[Extracted data entries]
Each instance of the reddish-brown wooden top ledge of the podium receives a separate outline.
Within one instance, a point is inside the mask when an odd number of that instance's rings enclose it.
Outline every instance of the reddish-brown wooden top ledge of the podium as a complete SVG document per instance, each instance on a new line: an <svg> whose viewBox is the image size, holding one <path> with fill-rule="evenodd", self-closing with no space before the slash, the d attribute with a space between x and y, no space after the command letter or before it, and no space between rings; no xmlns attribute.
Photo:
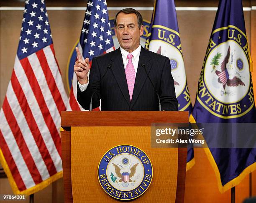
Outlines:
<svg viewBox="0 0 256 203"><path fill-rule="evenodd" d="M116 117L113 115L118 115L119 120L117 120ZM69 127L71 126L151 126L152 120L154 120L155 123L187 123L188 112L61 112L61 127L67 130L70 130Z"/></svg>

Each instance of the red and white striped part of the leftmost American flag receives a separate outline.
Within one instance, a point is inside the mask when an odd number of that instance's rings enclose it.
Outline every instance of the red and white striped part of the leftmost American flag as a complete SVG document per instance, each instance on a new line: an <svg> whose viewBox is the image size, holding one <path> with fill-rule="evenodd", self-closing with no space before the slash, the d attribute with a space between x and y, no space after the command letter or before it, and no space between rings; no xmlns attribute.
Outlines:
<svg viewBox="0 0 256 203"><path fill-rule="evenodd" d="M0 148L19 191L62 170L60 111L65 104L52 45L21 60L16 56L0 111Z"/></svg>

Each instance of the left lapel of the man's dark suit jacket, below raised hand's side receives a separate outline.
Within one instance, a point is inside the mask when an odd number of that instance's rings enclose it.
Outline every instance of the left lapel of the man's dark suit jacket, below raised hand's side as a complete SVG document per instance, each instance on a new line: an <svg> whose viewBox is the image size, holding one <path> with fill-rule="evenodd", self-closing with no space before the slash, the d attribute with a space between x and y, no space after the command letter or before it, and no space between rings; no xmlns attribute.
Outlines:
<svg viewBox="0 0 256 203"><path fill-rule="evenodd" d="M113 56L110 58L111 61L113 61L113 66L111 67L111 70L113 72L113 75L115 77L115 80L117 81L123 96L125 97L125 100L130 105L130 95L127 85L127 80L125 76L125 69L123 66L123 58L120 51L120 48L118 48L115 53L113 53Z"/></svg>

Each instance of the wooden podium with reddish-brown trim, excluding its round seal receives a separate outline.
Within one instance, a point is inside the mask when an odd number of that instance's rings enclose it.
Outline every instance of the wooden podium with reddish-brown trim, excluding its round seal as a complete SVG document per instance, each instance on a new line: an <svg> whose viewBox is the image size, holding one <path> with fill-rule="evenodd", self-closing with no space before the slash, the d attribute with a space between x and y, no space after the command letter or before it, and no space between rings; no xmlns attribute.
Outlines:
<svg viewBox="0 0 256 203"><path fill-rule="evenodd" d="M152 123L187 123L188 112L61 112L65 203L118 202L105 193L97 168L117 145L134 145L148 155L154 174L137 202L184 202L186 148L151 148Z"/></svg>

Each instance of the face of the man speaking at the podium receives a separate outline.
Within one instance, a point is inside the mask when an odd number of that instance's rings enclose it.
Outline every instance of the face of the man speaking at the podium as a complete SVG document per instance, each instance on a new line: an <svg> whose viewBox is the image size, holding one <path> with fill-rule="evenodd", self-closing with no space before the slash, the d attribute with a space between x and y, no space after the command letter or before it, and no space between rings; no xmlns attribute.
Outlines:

*What you will do*:
In the copy, no pictures should appear; the records themselves must be repeated exactly.

*Written response*:
Each instance of the reddish-brown wooden top ledge of the podium receives a separate outline.
Within one instance, a point is inside the mask when an odd number of that instance's rings enclose it.
Outline every instance of the reddish-brown wooden top ledge of the podium as a complete SVG document per instance, each instance on a new line: an <svg> whose viewBox is the image size, holding one <path> with fill-rule="evenodd", self-closing with no space before the slash, the d attribute with a space between x and y, no space after the command letter or before it, and no space between rings; no xmlns attribute.
Photo:
Outlines:
<svg viewBox="0 0 256 203"><path fill-rule="evenodd" d="M116 117L113 115L118 115L119 120L117 120ZM69 127L71 126L151 126L152 120L154 120L155 123L187 123L188 112L61 112L61 127L67 130L70 130Z"/></svg>

Each instance of the red and white striped part of the leftmost American flag receives a separate outline.
Within one instance, a point is inside the mask when an odd number of that instance's rings enclose it.
Outline every instance of the red and white striped part of the leftmost American flag as a complete SVG document per instance, each instance on a new line: an <svg> whose viewBox is the image size, holding one <path> with fill-rule="evenodd", self-closing with no space before the slash, the d attribute with a space between x and y, no space after the command letter or before it, and no space between rings; no xmlns attribute.
Outlines:
<svg viewBox="0 0 256 203"><path fill-rule="evenodd" d="M0 148L19 191L62 170L60 111L65 104L52 45L21 60L16 56L0 111Z"/></svg>

Each instance of the left lapel of the man's dark suit jacket, below raised hand's side receives a separate outline.
Within one instance, a point is inside the mask when an odd number of that instance's rings enclose it.
Outline every instance of the left lapel of the man's dark suit jacket, below raised hand's side as a complete SVG document per instance, each instance on a new line: an <svg> whose viewBox is the image size, holding one <path> with fill-rule="evenodd", self-closing with no space before the slash, the d attribute with a space between x and y, no space after the command letter or before it, and no space between rings; no xmlns attribute.
Outlines:
<svg viewBox="0 0 256 203"><path fill-rule="evenodd" d="M113 56L110 58L111 61L113 61L113 66L111 67L111 70L113 72L113 75L115 77L115 80L117 81L123 96L125 97L125 100L130 105L130 95L127 85L127 80L125 76L125 69L123 66L123 58L120 51L120 48L118 48L115 53L113 53Z"/></svg>

Each instance of the wooden podium with reddish-brown trim, excluding its round seal receives a separate outline.
Within one instance, a point is inside the mask when an odd number of that instance's rings enclose it.
Outline every instance of the wooden podium with reddish-brown trim, excluding its round seal as a complete SVG document per instance, each instance on a new line: an <svg> whose viewBox is the image size, holding one <path> with fill-rule="evenodd", self-closing with no space before the slash, the d attribute with a space between x and y, no space after the command letter or before it, and no space between rings; no xmlns attribute.
Outlines:
<svg viewBox="0 0 256 203"><path fill-rule="evenodd" d="M152 123L187 123L188 112L61 112L65 203L118 202L105 193L97 168L117 145L134 145L148 155L154 174L137 202L184 202L186 148L151 148Z"/></svg>

Each instance of the face of the man speaking at the podium receives a separate outline.
Within one instance, a point is inside the mask when an odd number of that instance's rings enclose it.
Outline every instance of the face of the man speaking at the podium as a complete SVG document per instance, each instance on a new line: an <svg> whose viewBox is the image size, holding one <path> with fill-rule="evenodd", self-closing with no space before the slash, the d attribute with a space between x and y, no space after the command letter or before it, and no space between rings; no xmlns attribute.
Outlines:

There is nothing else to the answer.